# [WHAT YOU WILL DO]
Could you output each line of the data that follows exactly?

# [DATASET CONTENT]

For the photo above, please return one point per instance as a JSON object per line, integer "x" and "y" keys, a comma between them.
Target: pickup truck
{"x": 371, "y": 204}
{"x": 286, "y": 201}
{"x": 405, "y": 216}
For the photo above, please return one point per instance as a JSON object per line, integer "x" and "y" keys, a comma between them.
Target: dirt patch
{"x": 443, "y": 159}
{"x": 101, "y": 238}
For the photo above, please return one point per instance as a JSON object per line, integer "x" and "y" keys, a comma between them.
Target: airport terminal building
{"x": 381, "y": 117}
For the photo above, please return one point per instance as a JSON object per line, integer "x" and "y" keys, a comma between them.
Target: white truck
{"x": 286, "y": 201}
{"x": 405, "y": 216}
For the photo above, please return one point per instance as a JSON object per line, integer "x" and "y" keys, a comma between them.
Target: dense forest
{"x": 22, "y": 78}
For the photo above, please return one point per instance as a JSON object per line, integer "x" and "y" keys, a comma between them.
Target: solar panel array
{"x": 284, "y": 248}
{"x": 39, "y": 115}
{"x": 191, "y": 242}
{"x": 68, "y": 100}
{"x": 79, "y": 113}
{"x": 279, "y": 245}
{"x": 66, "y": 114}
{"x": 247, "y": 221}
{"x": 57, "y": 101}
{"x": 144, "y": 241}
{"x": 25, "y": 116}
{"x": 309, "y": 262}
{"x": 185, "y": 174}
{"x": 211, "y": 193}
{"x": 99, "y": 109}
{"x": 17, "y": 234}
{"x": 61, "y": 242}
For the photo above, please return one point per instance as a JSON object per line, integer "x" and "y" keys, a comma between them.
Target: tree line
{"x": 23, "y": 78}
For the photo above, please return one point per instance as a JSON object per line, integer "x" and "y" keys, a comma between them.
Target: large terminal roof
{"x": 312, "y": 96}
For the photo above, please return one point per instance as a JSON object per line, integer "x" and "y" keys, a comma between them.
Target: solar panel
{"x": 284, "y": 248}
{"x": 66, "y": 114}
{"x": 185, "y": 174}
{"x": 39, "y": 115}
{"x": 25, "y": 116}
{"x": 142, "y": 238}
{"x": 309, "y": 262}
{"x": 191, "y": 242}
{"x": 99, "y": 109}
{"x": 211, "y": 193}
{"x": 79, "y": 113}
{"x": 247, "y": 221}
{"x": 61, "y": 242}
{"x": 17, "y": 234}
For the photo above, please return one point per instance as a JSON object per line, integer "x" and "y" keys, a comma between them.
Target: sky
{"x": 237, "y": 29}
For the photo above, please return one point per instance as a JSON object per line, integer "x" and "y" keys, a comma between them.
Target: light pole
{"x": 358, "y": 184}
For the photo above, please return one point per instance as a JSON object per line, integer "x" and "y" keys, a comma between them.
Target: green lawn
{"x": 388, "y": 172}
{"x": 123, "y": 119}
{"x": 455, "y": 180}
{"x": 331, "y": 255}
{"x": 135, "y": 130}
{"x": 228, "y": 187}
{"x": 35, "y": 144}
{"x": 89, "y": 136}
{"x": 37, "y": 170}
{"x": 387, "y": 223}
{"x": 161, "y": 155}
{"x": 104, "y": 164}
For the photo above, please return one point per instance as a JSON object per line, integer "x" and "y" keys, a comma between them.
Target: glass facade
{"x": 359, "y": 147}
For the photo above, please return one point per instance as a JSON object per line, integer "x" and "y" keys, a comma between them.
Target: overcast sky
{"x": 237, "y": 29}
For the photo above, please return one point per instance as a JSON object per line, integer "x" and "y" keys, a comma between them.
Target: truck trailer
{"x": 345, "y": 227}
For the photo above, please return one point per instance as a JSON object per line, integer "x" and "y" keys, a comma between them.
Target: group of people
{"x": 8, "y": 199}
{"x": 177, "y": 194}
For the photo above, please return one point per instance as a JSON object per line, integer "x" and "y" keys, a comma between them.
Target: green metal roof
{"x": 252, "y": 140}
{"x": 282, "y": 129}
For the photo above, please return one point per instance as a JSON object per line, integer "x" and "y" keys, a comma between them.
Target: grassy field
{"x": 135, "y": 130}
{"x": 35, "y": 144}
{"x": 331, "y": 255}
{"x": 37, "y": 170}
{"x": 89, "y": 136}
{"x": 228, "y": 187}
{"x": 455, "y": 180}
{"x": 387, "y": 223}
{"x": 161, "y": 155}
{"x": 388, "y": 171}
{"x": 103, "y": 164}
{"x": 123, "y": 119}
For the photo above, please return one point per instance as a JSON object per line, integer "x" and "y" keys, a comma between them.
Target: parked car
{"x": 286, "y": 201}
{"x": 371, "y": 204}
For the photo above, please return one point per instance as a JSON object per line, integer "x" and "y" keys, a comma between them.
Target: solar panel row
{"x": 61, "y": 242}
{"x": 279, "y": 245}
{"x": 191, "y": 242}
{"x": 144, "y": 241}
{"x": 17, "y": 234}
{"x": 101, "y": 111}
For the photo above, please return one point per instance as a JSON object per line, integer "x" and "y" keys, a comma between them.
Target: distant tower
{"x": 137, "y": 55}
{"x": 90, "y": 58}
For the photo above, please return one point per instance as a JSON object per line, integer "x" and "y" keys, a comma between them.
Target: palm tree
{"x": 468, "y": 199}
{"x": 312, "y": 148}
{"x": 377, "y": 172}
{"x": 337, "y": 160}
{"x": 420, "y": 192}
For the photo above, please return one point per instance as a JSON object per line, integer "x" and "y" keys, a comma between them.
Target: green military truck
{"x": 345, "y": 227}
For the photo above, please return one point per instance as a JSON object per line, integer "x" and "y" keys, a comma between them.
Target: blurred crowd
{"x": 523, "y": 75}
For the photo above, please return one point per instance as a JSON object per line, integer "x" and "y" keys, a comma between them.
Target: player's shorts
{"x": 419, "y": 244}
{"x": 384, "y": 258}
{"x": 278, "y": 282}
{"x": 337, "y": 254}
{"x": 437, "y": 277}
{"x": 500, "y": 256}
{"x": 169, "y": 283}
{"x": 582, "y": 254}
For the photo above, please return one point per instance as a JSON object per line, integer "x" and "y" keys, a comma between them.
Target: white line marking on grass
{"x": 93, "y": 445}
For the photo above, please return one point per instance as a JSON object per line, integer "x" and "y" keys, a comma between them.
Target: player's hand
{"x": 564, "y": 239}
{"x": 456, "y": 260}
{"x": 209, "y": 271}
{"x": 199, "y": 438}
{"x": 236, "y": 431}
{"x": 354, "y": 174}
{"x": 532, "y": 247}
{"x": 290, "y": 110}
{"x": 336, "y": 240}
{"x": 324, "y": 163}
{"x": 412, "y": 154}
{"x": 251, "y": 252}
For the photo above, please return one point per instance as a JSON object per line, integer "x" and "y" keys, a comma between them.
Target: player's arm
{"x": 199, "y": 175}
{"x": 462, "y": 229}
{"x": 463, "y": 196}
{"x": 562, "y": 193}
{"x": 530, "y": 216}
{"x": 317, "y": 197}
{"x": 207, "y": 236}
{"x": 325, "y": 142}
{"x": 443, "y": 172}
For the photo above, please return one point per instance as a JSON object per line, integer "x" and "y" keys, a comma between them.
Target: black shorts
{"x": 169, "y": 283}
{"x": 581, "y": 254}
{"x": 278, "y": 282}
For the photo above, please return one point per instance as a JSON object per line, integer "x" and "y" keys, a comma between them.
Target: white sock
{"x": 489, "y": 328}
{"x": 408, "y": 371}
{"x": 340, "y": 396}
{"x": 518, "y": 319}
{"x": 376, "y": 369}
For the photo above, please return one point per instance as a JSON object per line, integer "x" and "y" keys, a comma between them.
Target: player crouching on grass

# [ANSWER TO THE TASK]
For the photo above, please return one point per instance as a JSON object per line, integer "x" and "y" keys, a comma between them.
Target: pickup truck
{"x": 371, "y": 204}
{"x": 286, "y": 201}
{"x": 405, "y": 216}
For the photo above, please return one point per instance as a JSON object per line, integer "x" and "y" keys, a comma between them.
Target: dirt patch
{"x": 443, "y": 159}
{"x": 101, "y": 238}
For the photo above, please return one point per instance as a JSON object per line, integer "x" and "y" keys, a comma between them.
Target: airport terminal building
{"x": 381, "y": 117}
For the photo above, please return one point per instance as a JSON object per line, integer "x" and "y" keys, a comma between them.
Target: white truck
{"x": 286, "y": 201}
{"x": 405, "y": 216}
For the photo above, please return one point per instance as a JSON object per line, integer "x" and "y" keys, a comma between them.
Target: dense forest
{"x": 22, "y": 78}
For the photo above, please return one point per instance as a JSON object per line, integer "x" and "y" keys, a comma between them.
Target: solar panel array
{"x": 284, "y": 248}
{"x": 39, "y": 115}
{"x": 191, "y": 242}
{"x": 68, "y": 100}
{"x": 79, "y": 113}
{"x": 279, "y": 245}
{"x": 66, "y": 114}
{"x": 247, "y": 221}
{"x": 57, "y": 101}
{"x": 144, "y": 241}
{"x": 25, "y": 116}
{"x": 309, "y": 262}
{"x": 185, "y": 174}
{"x": 211, "y": 193}
{"x": 99, "y": 109}
{"x": 17, "y": 234}
{"x": 61, "y": 242}
For the photo above, please return one point per instance as a JSON object per line, integer "x" and "y" keys, a comma between them.
Target: tree line
{"x": 23, "y": 78}
For the photo above, please return one point per instance as a JSON object per line, integer "x" and "y" keys, a comma between them.
Target: large terminal roof
{"x": 312, "y": 96}
For the photo above, please return one point per instance as a JSON object per line, integer "x" and "y" keys, a comma between them.
Target: solar panel
{"x": 284, "y": 248}
{"x": 66, "y": 114}
{"x": 185, "y": 174}
{"x": 39, "y": 115}
{"x": 25, "y": 116}
{"x": 142, "y": 238}
{"x": 309, "y": 262}
{"x": 191, "y": 242}
{"x": 99, "y": 109}
{"x": 211, "y": 193}
{"x": 79, "y": 113}
{"x": 247, "y": 221}
{"x": 61, "y": 242}
{"x": 17, "y": 234}
For the photo above, please return one point per instance as a JSON object per line, integer "x" and "y" keys, a comma between them.
Target: sky
{"x": 237, "y": 29}
For the photo above, please return one point per instance as a JSON object per line, integer "x" and "y" keys, a comma between them.
Target: light pole
{"x": 358, "y": 184}
For the photo above, please return one point per instance as a JSON object per line, integer "x" and "y" keys, a comma between them.
Target: green lawn
{"x": 388, "y": 172}
{"x": 123, "y": 119}
{"x": 455, "y": 180}
{"x": 331, "y": 255}
{"x": 135, "y": 130}
{"x": 228, "y": 187}
{"x": 35, "y": 144}
{"x": 89, "y": 136}
{"x": 37, "y": 170}
{"x": 387, "y": 223}
{"x": 161, "y": 155}
{"x": 104, "y": 164}
For the photo above, please return one point per instance as a JSON object per line, integer "x" and "y" keys, a comma between them.
Target: glass facade
{"x": 359, "y": 147}
For the photo above, please return one point per instance as a JSON object per line, integer "x" and "y" keys, a comma between them.
Target: overcast sky
{"x": 237, "y": 29}
For the photo above, please return one point per instance as a JSON object per line, integer "x" and "y" keys, a comma between them.
Target: truck trailer
{"x": 345, "y": 227}
For the photo above, please return one point per instance as a JSON object per line, integer "x" and "y" keys, a comma between them.
Target: group of people
{"x": 8, "y": 199}
{"x": 177, "y": 194}
For the photo above, please return one point per instance as a JSON object per line, integer "x" and "y" keys, a comma between them.
Target: green metal roof
{"x": 252, "y": 140}
{"x": 282, "y": 129}
For the photo above, please return one point per instance as a JSON object per line, integer "x" and "y" keys, a comma between them.
Target: grassy field
{"x": 135, "y": 130}
{"x": 35, "y": 144}
{"x": 331, "y": 255}
{"x": 37, "y": 170}
{"x": 89, "y": 136}
{"x": 228, "y": 187}
{"x": 455, "y": 180}
{"x": 387, "y": 223}
{"x": 161, "y": 155}
{"x": 388, "y": 171}
{"x": 103, "y": 164}
{"x": 123, "y": 119}
For the photo above, please return one point per instance as a JSON object per line, integer "x" and "y" keys, a comma between them.
Target: parked car
{"x": 286, "y": 201}
{"x": 371, "y": 204}
For the photo above, please return one point per instance as a JSON object per line, integer "x" and "y" keys, a comma between them.
Target: solar panel row
{"x": 61, "y": 242}
{"x": 279, "y": 245}
{"x": 191, "y": 242}
{"x": 144, "y": 241}
{"x": 17, "y": 234}
{"x": 101, "y": 111}
For the photo above, please return one point per instance as a JSON object per line, integer "x" and "y" keys, a comma between them.
Target: distant tower
{"x": 137, "y": 55}
{"x": 90, "y": 58}
For the photo above, please return one point per instance as a JSON object per line, integer "x" and "y" keys, a comma between them.
Target: palm tree
{"x": 468, "y": 199}
{"x": 312, "y": 148}
{"x": 377, "y": 172}
{"x": 337, "y": 160}
{"x": 420, "y": 192}
For the photo above, please return one point per instance as a JSON object per line, integer "x" and "y" keys, a comma between them.
Target: green military truck
{"x": 345, "y": 227}
For the photo above, please return one point per instance as a JSON object per line, integer "x" and "y" keys, a comma between them.
Target: blurred crowd
{"x": 523, "y": 75}
For the photo above, please return one point per instance as a JSON object per line, integer "x" and "y" keys, a comma between them.
Target: player's shorts
{"x": 419, "y": 244}
{"x": 384, "y": 258}
{"x": 278, "y": 282}
{"x": 337, "y": 254}
{"x": 437, "y": 277}
{"x": 500, "y": 256}
{"x": 169, "y": 283}
{"x": 582, "y": 254}
For the photo above, please return one point per instance as a JSON object per line, integer "x" and "y" keys, a comma between them.
Target: white line marking on grass
{"x": 93, "y": 445}
For the photo above, please return one point per instance as a JSON object per line, integer "x" and "y" keys, a comma between them.
Target: player's hand
{"x": 564, "y": 239}
{"x": 456, "y": 260}
{"x": 209, "y": 271}
{"x": 199, "y": 438}
{"x": 236, "y": 431}
{"x": 354, "y": 174}
{"x": 532, "y": 247}
{"x": 290, "y": 110}
{"x": 336, "y": 240}
{"x": 324, "y": 163}
{"x": 412, "y": 154}
{"x": 251, "y": 252}
For the photo above, please return one point per instance as a JSON object per line, integer "x" and "y" keys, a comma between them.
Target: player's arm
{"x": 199, "y": 175}
{"x": 462, "y": 229}
{"x": 463, "y": 196}
{"x": 562, "y": 193}
{"x": 530, "y": 216}
{"x": 317, "y": 197}
{"x": 207, "y": 236}
{"x": 325, "y": 142}
{"x": 443, "y": 172}
For the photo above, please return one point per instance as a JSON object per line, integer "x" and "y" keys, a comma between them.
Target: black shorts
{"x": 169, "y": 283}
{"x": 581, "y": 254}
{"x": 278, "y": 282}
For the photo above, please return one point per instance as a JSON object per line, integer "x" and "y" keys, a comma between them.
Target: white sock
{"x": 489, "y": 328}
{"x": 408, "y": 371}
{"x": 340, "y": 396}
{"x": 518, "y": 319}
{"x": 376, "y": 369}
For the photo above, please return one point per instance as a JSON object per line, integer "x" and "y" keys, a comma between them.
Target: player crouching on grass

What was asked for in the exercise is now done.